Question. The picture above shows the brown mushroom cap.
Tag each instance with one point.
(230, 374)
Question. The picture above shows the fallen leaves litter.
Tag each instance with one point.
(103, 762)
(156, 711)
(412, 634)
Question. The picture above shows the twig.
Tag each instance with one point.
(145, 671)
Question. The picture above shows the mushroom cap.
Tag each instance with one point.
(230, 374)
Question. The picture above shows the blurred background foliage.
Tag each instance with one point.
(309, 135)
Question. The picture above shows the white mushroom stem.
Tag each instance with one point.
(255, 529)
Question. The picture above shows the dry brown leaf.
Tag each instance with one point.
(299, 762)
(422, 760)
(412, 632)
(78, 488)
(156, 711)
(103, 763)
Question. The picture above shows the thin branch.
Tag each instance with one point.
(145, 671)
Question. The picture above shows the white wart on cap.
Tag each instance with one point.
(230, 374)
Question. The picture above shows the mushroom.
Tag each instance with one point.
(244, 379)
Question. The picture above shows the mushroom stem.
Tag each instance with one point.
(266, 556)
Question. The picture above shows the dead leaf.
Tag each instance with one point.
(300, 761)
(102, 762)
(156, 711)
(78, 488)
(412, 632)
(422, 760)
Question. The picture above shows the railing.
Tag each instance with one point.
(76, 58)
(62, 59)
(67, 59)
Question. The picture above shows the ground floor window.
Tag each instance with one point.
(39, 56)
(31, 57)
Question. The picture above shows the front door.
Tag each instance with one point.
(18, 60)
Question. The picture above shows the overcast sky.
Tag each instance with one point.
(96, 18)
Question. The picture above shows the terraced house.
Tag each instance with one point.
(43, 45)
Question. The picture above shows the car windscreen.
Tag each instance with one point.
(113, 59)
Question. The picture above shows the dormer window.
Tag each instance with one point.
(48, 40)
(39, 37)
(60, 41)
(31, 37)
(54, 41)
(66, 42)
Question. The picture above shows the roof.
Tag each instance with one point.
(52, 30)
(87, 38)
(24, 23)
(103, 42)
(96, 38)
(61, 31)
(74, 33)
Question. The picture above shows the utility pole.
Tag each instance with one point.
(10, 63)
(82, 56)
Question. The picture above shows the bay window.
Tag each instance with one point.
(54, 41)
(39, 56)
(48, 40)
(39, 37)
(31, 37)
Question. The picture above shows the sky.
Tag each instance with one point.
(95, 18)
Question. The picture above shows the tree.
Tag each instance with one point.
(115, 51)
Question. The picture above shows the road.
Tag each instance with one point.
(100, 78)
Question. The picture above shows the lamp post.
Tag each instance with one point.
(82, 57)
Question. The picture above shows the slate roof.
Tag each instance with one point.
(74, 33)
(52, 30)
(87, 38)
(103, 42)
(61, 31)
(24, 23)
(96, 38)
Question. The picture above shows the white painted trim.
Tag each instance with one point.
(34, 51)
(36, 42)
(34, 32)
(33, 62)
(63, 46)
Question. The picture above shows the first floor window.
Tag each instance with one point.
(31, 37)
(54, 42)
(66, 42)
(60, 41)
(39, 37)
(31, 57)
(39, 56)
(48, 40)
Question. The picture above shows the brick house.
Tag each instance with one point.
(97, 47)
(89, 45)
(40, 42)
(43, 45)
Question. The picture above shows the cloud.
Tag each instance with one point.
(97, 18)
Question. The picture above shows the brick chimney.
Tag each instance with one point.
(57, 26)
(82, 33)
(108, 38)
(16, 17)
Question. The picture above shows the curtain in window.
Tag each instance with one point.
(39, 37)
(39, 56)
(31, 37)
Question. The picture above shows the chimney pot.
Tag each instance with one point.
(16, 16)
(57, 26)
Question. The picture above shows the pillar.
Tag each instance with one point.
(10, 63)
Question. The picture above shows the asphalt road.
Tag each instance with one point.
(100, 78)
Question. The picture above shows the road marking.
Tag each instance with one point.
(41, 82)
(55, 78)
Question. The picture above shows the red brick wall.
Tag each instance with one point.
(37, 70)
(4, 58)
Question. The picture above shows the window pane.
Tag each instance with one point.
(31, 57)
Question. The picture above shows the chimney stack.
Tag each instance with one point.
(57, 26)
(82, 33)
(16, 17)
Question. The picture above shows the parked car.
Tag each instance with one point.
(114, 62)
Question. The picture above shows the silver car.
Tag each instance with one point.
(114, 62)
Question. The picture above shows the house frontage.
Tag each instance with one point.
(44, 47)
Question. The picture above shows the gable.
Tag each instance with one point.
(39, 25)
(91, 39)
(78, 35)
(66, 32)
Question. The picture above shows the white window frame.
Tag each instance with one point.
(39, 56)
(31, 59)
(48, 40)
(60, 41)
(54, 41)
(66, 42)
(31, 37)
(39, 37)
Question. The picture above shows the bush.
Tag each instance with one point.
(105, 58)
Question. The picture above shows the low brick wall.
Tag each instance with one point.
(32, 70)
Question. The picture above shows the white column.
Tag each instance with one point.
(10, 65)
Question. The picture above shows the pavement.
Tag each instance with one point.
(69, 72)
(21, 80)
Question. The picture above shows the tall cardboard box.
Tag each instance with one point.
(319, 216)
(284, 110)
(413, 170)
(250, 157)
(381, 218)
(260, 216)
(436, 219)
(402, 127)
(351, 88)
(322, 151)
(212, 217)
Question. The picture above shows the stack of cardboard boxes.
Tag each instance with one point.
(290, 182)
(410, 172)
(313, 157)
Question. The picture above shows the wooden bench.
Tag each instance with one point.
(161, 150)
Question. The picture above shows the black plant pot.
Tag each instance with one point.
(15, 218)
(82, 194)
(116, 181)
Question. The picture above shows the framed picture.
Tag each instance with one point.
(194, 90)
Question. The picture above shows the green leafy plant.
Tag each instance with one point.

- - - - - - -

### PROBLEM REQUIREMENTS
Using the material above, print every entry exactly as written.

### EXERCISE SOLUTION
Question. The picture above shows the brown mushroom cap.
Tag each instance with one point.
(230, 374)
Question. The picture above shows the fallen leaves litter.
Tag each instance with one point.
(103, 762)
(156, 711)
(412, 634)
Question. The picture above shows the twig.
Tag each instance with one point.
(145, 671)
Question. The picture above shows the mushroom cap.
Tag each instance with one point.
(230, 374)
Question. The picture above shows the blurred background foliage.
Tag each instance with one point.
(309, 135)
Question. The picture above shows the white mushroom stem.
Tag each instance with one point.
(255, 529)
Question. The picture above shows the dry brown leaf.
Tag each instance with one point.
(299, 762)
(422, 760)
(412, 632)
(78, 488)
(156, 711)
(103, 763)
Question. The picture above shows the thin branch.
Tag each instance with one point.
(145, 671)
Question. The picture above shows the white wart on cap.
Tag each instance with one point.
(230, 374)
Question. The picture above shows the mushroom.
Tag each instance with one point.
(244, 379)
Question. The picture above shows the mushroom stem.
Tag each instance with one point.
(266, 556)
Question. The picture above shows the dead leaf.
Tag each instance with one point.
(300, 761)
(102, 762)
(156, 711)
(78, 488)
(412, 632)
(422, 760)
Question. The picture above shows the railing.
Tag each instance with one point.
(76, 58)
(62, 59)
(67, 59)
Question. The picture above shows the ground floor window.
Tag each instance with one point.
(39, 56)
(31, 57)
Question. The picture above shows the front door.
Tag each instance with one point.
(18, 60)
Question. The picture above shows the overcast sky.
Tag each instance with one point.
(96, 18)
Question. The picture above shows the terraced house.
Tag each instance with one point.
(43, 45)
Question. The picture above shows the car windscreen.
Tag each instance with one point.
(113, 59)
Question. The picture above shows the dormer window.
Tag each instance with one point.
(48, 40)
(39, 37)
(60, 41)
(31, 37)
(54, 41)
(66, 42)
Question. The picture above shows the roof.
Tag each instance with one point.
(52, 30)
(87, 38)
(24, 23)
(103, 42)
(96, 38)
(61, 31)
(74, 33)
Question. The picture above shows the utility pole.
Tag each instance with one point.
(10, 63)
(82, 56)
Question. The picture above shows the bay window.
Tag each instance with one point.
(54, 41)
(39, 56)
(48, 40)
(39, 37)
(31, 37)
Question. The picture above shows the sky.
Tag each instance with one point.
(95, 18)
Question. The picture above shows the tree.
Tag each instance with one point.
(115, 51)
Question. The picture above shows the road.
Tag each instance with one point.
(100, 78)
Question. The picture above shows the lamp post.
Tag each instance with one point.
(82, 57)
Question. The picture above shows the slate roof.
Tag each instance with one point.
(74, 33)
(52, 30)
(87, 38)
(103, 42)
(61, 31)
(24, 23)
(96, 38)
Question. The picture above shows the white painted trim.
Tag each instance with one point.
(34, 51)
(36, 42)
(34, 32)
(33, 62)
(63, 46)
Question. The picture above shows the first floor window.
Tag each instance with one point.
(31, 37)
(54, 42)
(66, 42)
(60, 41)
(39, 37)
(31, 57)
(39, 56)
(48, 40)
Question. The picture above shows the brick house.
Tag each instance with one point.
(97, 47)
(89, 45)
(40, 42)
(43, 45)
Question. The picture above shows the cloud.
Tag each instance with one point.
(97, 18)
Question. The picture above shows the brick chimney.
Tag each instance with one point.
(57, 26)
(82, 33)
(108, 38)
(16, 17)
Question. The picture above shows the curtain in window.
Tag each instance with one point.
(39, 37)
(39, 56)
(31, 37)
Question. The picture above shows the chimney pot.
Tag each instance with one point.
(16, 16)
(57, 26)
Question. The picture above shows the pillar.
Tag each instance with one point.
(10, 63)
Question. The picture above shows the asphalt road.
Tag each instance with one point.
(100, 78)
Question. The picture above shows the road marking.
Tag each instance with one point.
(41, 82)
(55, 78)
Question. The picture above shows the red brick wall.
Tag each instance with one point.
(37, 70)
(4, 58)
Question. The picture above shows the window pane.
Tag each instance with one point.
(31, 57)
Question. The picture above shows the chimney stack.
Tag each instance with one point.
(57, 26)
(82, 33)
(16, 17)
Question. The picture above shows the parked car.
Tag each instance with one point.
(114, 62)
Question. The picture above shows the silver car.
Tag each instance with one point.
(114, 62)
Question. The picture above shows the house frontage.
Tag each instance with one point.
(44, 47)
Question. The picture above shows the gable.
Tag each instance with one point.
(39, 25)
(91, 39)
(78, 35)
(66, 32)
Question. The picture above shows the white window frame.
Tag each instance with one point.
(39, 56)
(31, 59)
(48, 40)
(60, 41)
(54, 41)
(66, 42)
(31, 37)
(39, 37)
Question. The picture above shows the bush.
Tag each instance with one point.
(105, 58)
Question. The picture above shows the low brick wall.
Tag each instance with one point.
(32, 70)
Question. The picture above shows the white column.
Tag each instance with one point.
(10, 65)
Question. The picture above shows the pavement.
Tag each instance with one point.
(69, 72)
(21, 80)
Question. The picture above shows the tall cardboard box.
Tag each instance with one point.
(319, 216)
(284, 110)
(413, 170)
(250, 157)
(381, 218)
(260, 216)
(436, 219)
(402, 127)
(351, 88)
(322, 151)
(212, 217)
Question. The picture above shows the stack of cardboard boxes.
Tag each instance with one point.
(290, 182)
(410, 172)
(313, 157)
Question. The picture above shows the wooden bench.
Tag each instance with one point.
(161, 150)
Question. The picture above shows the black plant pot.
Tag each instance with one point.
(15, 218)
(82, 194)
(116, 181)
Question. The picture above shows the framed picture.
Tag each instance with one point.
(194, 90)
Question. The picture above shows the green leafy plant.
Tag each instance with one point.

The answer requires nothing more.